## Exercise details:
Going line by line through the entries below, note each one with "look", then report how many there are and nothing else.

= Beginning of Section =

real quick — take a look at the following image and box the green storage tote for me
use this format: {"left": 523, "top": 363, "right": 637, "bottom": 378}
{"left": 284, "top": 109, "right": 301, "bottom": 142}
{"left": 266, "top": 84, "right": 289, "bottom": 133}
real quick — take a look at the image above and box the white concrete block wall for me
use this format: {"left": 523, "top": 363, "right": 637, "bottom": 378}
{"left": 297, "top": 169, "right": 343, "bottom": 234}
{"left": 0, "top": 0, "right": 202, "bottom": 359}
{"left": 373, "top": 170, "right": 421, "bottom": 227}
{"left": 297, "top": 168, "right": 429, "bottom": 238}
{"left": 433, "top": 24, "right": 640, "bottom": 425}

= End of Section =

## Answer for this exercise:
2